Verilen görev 1: Verilen metindeki "ne tesadüf ki ben de beni anlamadım." cümlesini İngilizceye çevirin.
Verilen görev 2: Houston'a seslenen verilen metinde, anlatıcı Houston'dan kendisini merkeze çağırmasını neden istiyor? Bir ila üç cümleyle açıklayın.
Verilen görev 3: Tarih satırı hariç, verilen metinde geçen özel adların tamamını sıralayın.

Verilen metin:
○ ○ ○ ○

20 March 2012

Houston Dünya'dan çok uzaklaştım, göstergelerim de çalışmıyor, kurbanın olam merkeze çağır beni Houston!

hoooppp hoopp Houston sana diyorum, yaw bak neredeyse bir yıl olmuş, tarihin tozlu yapraklarından bir sayfa kıvamında hapşuu hapşuuu derken laptoplara silecek mi silgeç mi her ne haltsa yapılmadığını farketmemle Dünya'nın çizgi çizgi olmadığını ve gaz ve toz bulutundan ziyade bulut sistemlerle her an her yerde elimin altında olabileceğini anladım. ne dedim şimdi ben anladın mı?
ah anlamadın değil mi? ne tesadüf ki ben de beni anlamadım. bu ani ve anlamsız dönüşü neye borçlu olduğunu merak etmekte isen bunu sevgili Dudu ve Absalom'a borçlu olduğunun ehemmiyet ve mühimmiyetle altını çizerim. sen aylarca yazma sonra bir gece ansızın tekrar gir hayatıma.
.....

○ ○ ○ ○

Çıkarılan bilgiler:

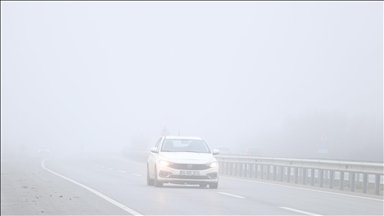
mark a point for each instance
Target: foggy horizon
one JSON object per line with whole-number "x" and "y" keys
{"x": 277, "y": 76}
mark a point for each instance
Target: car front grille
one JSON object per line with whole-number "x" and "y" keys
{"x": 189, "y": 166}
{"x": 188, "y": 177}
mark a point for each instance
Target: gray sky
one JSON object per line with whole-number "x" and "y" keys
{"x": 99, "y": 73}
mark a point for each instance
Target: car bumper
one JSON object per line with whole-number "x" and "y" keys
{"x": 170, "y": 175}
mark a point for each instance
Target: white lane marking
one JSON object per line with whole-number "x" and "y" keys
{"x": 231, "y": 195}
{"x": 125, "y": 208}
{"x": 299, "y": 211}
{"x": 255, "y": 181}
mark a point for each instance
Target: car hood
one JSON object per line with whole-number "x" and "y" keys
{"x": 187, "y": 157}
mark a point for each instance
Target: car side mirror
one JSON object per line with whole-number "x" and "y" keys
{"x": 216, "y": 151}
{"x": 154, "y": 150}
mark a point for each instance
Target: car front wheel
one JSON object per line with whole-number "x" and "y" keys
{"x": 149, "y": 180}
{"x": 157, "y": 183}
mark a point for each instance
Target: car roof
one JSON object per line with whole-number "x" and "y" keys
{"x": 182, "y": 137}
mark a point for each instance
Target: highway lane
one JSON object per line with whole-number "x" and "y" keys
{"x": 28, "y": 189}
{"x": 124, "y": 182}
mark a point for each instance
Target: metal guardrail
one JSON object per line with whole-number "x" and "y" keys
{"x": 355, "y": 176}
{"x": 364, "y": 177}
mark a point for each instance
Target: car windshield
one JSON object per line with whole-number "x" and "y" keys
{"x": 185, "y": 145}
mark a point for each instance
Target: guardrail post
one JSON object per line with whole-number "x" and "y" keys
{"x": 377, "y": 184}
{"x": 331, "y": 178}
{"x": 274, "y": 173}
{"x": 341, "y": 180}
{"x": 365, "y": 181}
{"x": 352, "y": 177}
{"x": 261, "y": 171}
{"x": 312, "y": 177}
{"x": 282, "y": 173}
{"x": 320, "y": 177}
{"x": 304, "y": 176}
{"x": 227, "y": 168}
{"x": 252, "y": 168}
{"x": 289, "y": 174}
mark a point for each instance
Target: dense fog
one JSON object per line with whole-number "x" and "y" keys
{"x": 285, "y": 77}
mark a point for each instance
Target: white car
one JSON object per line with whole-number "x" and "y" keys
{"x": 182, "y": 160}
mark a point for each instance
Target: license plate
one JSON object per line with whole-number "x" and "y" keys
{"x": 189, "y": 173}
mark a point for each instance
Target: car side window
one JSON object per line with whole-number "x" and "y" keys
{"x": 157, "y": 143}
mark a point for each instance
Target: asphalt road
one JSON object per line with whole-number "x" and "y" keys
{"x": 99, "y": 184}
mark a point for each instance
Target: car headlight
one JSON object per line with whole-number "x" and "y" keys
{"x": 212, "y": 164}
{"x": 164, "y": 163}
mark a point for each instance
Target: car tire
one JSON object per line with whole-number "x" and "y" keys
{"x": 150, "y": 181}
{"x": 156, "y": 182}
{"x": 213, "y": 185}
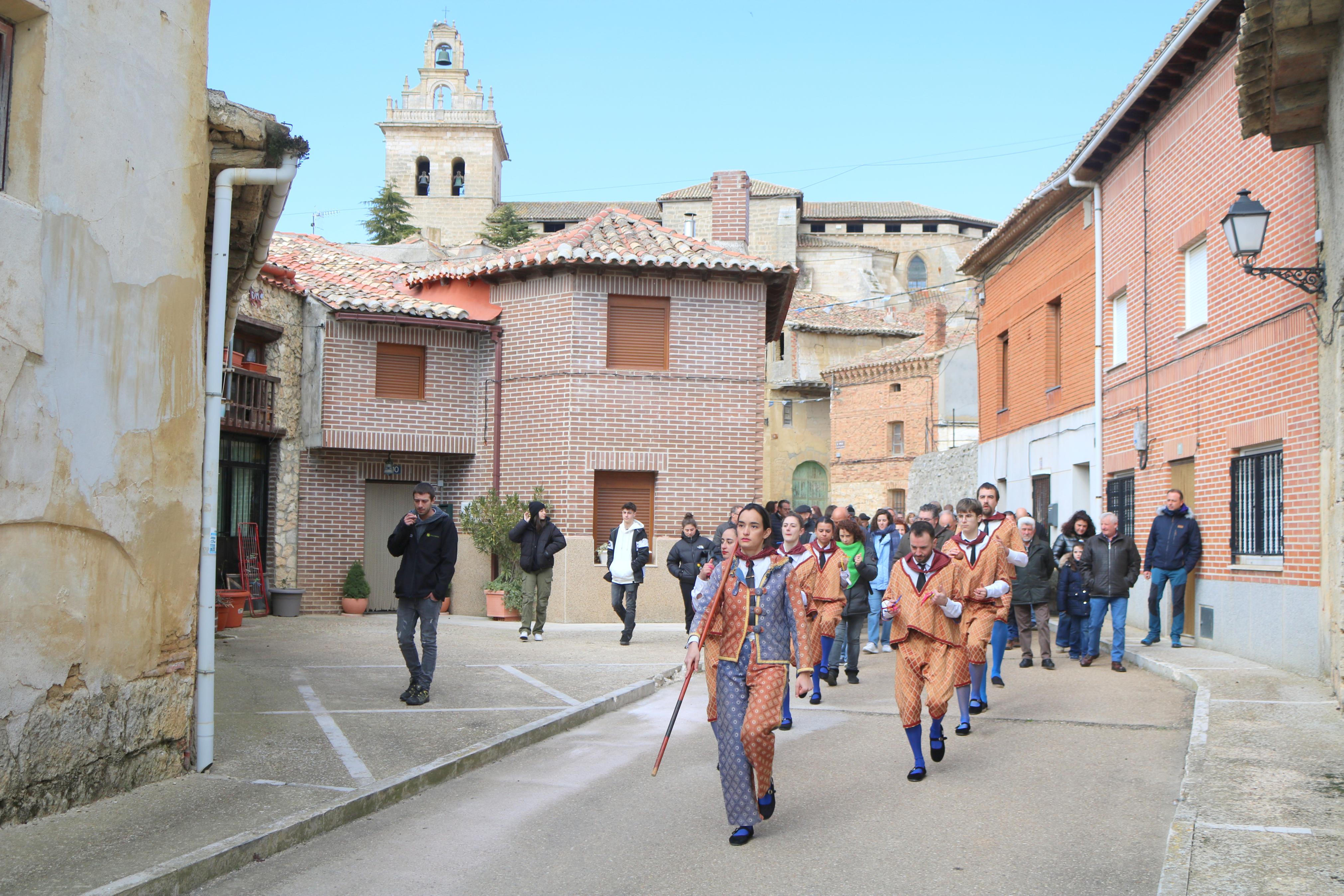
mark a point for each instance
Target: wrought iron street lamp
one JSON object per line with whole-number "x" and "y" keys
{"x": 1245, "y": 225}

○ ○ ○ ○

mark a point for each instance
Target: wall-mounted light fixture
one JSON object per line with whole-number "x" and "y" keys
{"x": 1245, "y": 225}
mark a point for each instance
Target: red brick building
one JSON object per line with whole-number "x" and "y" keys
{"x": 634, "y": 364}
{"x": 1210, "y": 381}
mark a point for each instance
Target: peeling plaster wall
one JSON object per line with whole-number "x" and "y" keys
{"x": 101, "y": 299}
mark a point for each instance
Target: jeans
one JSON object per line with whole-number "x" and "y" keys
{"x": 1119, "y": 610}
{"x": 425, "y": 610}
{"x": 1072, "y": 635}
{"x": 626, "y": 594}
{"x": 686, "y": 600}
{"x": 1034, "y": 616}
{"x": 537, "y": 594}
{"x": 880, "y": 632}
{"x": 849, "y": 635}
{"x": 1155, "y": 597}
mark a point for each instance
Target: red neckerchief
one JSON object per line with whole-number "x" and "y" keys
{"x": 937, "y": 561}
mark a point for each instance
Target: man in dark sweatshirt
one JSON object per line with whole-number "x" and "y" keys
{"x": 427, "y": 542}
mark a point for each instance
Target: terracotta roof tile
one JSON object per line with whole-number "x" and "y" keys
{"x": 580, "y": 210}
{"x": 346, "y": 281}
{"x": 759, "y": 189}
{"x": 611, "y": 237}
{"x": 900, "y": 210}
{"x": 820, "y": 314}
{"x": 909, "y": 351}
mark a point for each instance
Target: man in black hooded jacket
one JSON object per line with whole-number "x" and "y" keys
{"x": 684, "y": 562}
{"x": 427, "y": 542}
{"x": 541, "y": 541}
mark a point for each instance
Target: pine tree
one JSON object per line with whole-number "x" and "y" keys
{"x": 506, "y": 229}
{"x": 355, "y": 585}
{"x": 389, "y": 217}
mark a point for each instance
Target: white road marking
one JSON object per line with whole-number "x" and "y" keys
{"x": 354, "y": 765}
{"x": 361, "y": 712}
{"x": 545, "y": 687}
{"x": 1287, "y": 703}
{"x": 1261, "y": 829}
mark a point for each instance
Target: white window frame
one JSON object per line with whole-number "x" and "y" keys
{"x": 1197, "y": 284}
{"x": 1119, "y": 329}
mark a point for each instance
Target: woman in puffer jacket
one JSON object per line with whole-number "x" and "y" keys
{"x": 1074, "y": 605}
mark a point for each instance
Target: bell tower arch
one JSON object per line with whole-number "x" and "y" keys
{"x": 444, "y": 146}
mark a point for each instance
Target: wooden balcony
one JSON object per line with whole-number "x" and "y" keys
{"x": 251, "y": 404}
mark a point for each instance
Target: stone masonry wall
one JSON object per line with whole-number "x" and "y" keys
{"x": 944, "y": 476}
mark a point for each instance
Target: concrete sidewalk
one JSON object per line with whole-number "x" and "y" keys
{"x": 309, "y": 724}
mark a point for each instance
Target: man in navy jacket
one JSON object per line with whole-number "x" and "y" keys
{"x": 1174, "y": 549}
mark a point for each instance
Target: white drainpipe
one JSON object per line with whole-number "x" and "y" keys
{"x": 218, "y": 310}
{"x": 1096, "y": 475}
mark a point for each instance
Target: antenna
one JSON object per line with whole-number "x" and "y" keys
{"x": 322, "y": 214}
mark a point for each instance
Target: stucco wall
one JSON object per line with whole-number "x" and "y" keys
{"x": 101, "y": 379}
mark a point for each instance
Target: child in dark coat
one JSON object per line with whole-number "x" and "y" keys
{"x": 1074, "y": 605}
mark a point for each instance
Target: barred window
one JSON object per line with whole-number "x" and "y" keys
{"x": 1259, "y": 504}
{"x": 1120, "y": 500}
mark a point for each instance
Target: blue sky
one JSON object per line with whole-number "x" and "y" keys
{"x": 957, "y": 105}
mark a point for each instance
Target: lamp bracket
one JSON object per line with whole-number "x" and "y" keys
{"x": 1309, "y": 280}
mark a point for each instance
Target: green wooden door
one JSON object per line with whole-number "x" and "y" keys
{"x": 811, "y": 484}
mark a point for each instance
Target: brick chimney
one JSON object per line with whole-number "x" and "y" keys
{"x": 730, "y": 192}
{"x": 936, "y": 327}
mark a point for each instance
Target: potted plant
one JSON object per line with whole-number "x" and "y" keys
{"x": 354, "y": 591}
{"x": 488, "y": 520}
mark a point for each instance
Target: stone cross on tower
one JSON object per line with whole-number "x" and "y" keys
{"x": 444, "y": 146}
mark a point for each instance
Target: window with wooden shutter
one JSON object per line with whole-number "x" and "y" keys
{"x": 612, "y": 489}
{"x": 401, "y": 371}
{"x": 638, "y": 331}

○ ○ ○ ○

Tam çıktı 1: What a coincidence that I didn't understand myself either.

Tam çıktı 2: Anlatıcı Dünya'dan çok uzaklaştığını ve göstergelerinin de çalışmadığını söylüyor. Bu yüzden Houston'dan kendisini merkeze çağırmasını istiyor.

Tam çıktı 3: Houston, Dünya, Dudu, Absalom